[Excerpted passage]:

____

I have come into the Yukon Territory from Alaska. The trip from the land of Uncle Sam to that of John Bull was made over the route followed by thousands of gold seekers in the first great Klondike rush in the winter of 1897, when the prospectors made their way on foot over that frozen pass. It is now summer, and I have come from Skagway to White Horse, where I am now writing, on the White Pass Railway.

My first journey into the interior of the Yukon has been a motor trip of a hundred miles on the overland trail that runs from here to Dawson. The car was of American make, the chauffeur was “Caterpillar Ike,” and the time was yesterday from midday to midnight. We dashed through virgin forests, climbed mountains, flew around dizzying curves, and skidded along narrow cliffs until my heart was in my throat but my soul was full of thrills.

The overland trail begins at White Horse and runs through the wilderness for a distance of three hundred and fifty miles to Dawson at the mouth of the Klondike. It is more than one hundred miles shorter than the river trip to the gold mines, and it is used to carry mail, passengers, and freight during the cold winter months when everything in this region is locked tight by Jack Frost.

____

[Data extract]:
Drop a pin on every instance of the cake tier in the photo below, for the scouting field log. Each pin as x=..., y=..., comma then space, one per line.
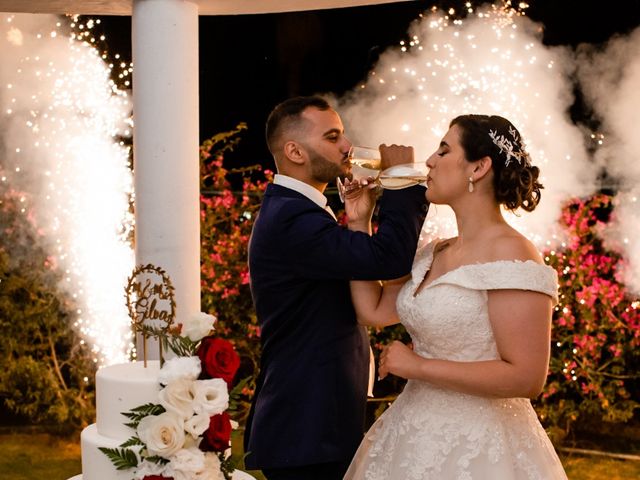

____

[Goal of the exercise]: In the Yukon travel account, how long is the overland trail that runs from White Horse to Dawson?

[Answer to this problem]: Three hundred and fifty miles.